Count how many rows below contain the word "insect". Give only the number.

Data lines =>

※ ※ ※

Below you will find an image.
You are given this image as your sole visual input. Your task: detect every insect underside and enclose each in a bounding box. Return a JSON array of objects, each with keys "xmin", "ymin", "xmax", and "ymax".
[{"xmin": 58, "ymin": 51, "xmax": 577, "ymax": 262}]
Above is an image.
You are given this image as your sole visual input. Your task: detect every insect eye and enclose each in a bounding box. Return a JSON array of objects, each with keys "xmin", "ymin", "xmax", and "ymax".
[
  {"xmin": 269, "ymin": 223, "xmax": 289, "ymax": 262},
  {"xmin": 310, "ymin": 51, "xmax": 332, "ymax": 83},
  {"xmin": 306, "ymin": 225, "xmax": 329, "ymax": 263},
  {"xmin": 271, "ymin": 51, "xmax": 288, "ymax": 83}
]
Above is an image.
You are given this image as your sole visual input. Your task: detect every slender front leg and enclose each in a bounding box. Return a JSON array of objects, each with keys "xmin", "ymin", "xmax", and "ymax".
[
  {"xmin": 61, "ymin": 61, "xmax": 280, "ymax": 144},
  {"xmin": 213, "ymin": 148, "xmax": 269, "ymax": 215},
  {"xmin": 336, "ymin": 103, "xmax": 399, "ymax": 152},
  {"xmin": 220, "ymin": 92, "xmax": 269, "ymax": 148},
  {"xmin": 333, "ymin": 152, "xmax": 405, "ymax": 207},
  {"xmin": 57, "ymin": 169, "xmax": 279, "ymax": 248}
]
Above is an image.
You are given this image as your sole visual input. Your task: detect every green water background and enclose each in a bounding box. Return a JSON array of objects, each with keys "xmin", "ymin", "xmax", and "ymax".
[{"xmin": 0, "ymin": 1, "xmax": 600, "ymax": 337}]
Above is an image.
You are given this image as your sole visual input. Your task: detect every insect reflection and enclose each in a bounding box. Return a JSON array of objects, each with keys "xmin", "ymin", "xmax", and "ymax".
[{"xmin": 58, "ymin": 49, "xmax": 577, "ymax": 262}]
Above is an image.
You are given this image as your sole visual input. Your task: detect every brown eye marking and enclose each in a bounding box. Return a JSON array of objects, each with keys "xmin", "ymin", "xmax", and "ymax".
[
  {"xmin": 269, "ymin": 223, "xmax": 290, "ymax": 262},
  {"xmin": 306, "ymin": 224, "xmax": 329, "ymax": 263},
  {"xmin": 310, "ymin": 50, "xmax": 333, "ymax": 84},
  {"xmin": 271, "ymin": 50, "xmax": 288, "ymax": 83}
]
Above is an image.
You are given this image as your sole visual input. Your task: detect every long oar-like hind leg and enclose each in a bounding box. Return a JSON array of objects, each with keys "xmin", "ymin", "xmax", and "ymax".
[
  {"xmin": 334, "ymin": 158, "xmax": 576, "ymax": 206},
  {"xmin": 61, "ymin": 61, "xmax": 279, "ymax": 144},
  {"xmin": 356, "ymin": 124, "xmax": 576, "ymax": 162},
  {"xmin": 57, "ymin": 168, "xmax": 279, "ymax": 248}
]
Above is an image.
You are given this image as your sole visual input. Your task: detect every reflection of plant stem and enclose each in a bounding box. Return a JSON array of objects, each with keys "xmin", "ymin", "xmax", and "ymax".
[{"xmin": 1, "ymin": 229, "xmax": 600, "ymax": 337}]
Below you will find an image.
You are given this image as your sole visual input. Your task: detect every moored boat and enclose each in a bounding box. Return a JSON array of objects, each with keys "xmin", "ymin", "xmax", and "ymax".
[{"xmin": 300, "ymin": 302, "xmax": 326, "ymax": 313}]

※ ※ ※

Result =>
3